Trecho selecionado
....
Relativamente ao estudo em epígrafe, tem-se em vista a importância da prorrogação do stay period, haja vista os consequentes benefícios para o devedor que possui débitos gravados de alienação fiduciária.

Tal previsão legal foi recentemente alterada pela Lei n.º 14.112, de 2020, tendo em vista a defasagem do diploma anterior que culminou em diversas interferências jurisprudenciais.

A esse respeito, Fabio Ulhoa (2021, p. 72-73) expõe que:

O prazo de suspensão da inexigibilidade das obrigações sujeitas aos feitos da recuperação judicial (art. 6º, § 4º) pode ser prorrogado em três hipóteses. A primeira prorrogação é a prorrogação por mais de 180 dias, por despacho do juiz. Seu único requisito é a ausência de ação do devedor que tenha contribuído para a superação do lapso temporal. Proponho chama-lo de “prorrogação ordinária”, até porque é difícil a recuperação judicial em que não acontece. A segunda hipótese é a prorrogação, por mais 180 dias, em razão da apresentação tempestiva de plano alternativo por credor. Ela independe de despacho judicial e decorre diretamente da previsão legal (art. 6º, § 4º-A, II). Proponho chamá-la de “prorrogação
extraordinária”, porque tende a ser bastante rara. A terceira hipótese de prorrogação de prazo de suspensão de exigibilidade das obrigações sujeitas aos efeitos da recuperação judicial, decorre da deliberação da maioria dos credores em AGC. É muito comum, sobretudo nas recuperações mais complexas, que uma única e mesma assembleia (desde que assim referida) se desdobre em sessões sucessivas […]
Proponho chamar essa terceira hipótese de “prorrogação negocial”. (grifo meu)

Atualmente o instituto do stay period está disposto no artigo 6º, §§ 4º e 4º-A, da Lei n.º 11.101, de 2005, recentemente alterada pela Lei n.º 14.112, de 2020, conforme se transcreve a seguir:

Art. 6º A decretação da falência ou o deferimento do processamento da recuperação judicial implica:
I – suspensão do curso da prescrição das obrigações do devedor
sujeitas ao regime desta Lei;
II – suspensão das execuções ajuizadas contra o devedor, inclusive daquelas dos credores particulares do sócio solidário, relativas a créditos ou obrigações sujeitos à recuperação judicial ou à falência;
III – proibição de qualquer forma de retenção, arresto, penhora, sequestro, busca e apreensão e constrição judicial ou extrajudicial sobre os bens do devedor, oriunda de demandas judiciais ou extrajudiciais cujos créditos ou obrigações sujeitem-se à recuperação judicial ou à falência.
....
Dados extraídos
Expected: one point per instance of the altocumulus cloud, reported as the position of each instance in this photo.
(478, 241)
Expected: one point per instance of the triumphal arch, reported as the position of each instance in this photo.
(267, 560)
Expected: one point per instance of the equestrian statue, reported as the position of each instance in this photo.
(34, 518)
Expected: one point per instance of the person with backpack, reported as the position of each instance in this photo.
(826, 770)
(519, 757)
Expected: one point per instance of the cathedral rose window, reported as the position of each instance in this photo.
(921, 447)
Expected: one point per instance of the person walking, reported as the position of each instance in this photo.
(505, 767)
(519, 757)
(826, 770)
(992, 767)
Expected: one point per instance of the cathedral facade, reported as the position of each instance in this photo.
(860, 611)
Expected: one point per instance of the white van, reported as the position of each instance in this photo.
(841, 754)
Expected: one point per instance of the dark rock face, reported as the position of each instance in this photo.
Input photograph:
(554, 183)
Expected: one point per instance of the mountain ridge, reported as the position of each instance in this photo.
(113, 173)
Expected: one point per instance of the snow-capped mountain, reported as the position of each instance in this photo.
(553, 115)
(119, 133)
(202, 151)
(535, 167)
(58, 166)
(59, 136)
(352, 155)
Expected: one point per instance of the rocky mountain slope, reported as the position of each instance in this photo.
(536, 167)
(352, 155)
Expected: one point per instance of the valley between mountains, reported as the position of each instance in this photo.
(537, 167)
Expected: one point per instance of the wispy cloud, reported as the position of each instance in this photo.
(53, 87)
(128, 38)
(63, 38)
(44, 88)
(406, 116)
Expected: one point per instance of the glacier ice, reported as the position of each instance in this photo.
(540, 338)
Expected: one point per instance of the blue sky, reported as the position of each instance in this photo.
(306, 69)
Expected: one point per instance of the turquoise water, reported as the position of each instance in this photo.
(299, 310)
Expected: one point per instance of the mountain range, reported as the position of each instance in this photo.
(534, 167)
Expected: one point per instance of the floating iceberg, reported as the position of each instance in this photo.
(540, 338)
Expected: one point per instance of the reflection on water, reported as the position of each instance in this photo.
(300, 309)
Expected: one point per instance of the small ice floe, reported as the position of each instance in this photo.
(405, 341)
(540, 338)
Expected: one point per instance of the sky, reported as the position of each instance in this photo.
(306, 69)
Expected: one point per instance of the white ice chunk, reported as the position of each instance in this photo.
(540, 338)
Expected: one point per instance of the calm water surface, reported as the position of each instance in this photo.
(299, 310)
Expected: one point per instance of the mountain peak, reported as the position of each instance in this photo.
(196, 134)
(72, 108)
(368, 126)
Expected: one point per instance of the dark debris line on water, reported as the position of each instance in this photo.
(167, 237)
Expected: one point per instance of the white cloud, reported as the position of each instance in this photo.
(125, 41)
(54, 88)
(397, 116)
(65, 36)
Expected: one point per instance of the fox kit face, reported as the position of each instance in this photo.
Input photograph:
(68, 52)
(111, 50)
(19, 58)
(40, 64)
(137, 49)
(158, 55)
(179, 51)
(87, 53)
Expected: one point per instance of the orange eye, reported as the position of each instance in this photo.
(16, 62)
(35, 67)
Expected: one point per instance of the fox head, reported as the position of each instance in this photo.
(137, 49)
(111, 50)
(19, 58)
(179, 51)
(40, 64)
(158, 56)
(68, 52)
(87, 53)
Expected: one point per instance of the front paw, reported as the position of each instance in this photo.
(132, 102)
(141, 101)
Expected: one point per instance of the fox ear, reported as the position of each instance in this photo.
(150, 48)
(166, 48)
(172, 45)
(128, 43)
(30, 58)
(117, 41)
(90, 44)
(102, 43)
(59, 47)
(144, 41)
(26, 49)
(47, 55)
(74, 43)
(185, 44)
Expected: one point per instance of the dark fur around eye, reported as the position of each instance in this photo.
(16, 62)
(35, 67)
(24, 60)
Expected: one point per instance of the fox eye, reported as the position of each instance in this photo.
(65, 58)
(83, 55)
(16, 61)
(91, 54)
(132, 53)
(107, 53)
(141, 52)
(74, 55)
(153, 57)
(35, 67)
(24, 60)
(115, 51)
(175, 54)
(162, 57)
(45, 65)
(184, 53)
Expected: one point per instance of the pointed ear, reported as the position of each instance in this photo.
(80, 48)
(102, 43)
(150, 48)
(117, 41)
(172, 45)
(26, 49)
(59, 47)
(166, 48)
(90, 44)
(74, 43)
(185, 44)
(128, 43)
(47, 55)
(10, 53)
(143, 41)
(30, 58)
....
Complete o seguinte
1. Indique se cada afirmação abaixo está de acordo com o trecho sobre o stay period, respondendo sim ou não e citando as palavras do trecho que decidem a questão. (a) A Lei n.º 11.101, de 2005, foi alterada pela Lei n.º 14.112, de 2020. (b) A prorrogação extraordinária depende de despacho judicial. (c) A terceira hipótese de prorrogação decorre da deliberação da maioria dos credores em AGC.
2. Devolva sem nenhuma alteração a parte do trecho sobre o stay period que vai de "Relativamente ao estudo" até "de alienação fiduciária.".
3. De acordo com o trecho sobre o stay period, em que artigo e parágrafos da Lei n.º 11.101, de 2005, esse instituto está atualmente disposto?
Baseie-se somente no trecho para responder.

Resultados esperados
1.
(a) Sim: "Lei n.º 11.101, de 2005, recentemente alterada pela Lei n.º 14.112, de 2020".
(b) Não: "Ela independe de despacho judicial e decorre diretamente da previsão legal".
(c) Sim: "decorre da deliberação da maioria dos credores em AGC".

2.
Relativamente ao estudo em epígrafe, tem-se em vista a importância da prorrogação do stay period, haja vista os consequentes benefícios para o devedor que possui débitos gravados de alienação fiduciária.

3. No artigo 6º, §§ 4º e 4º-A.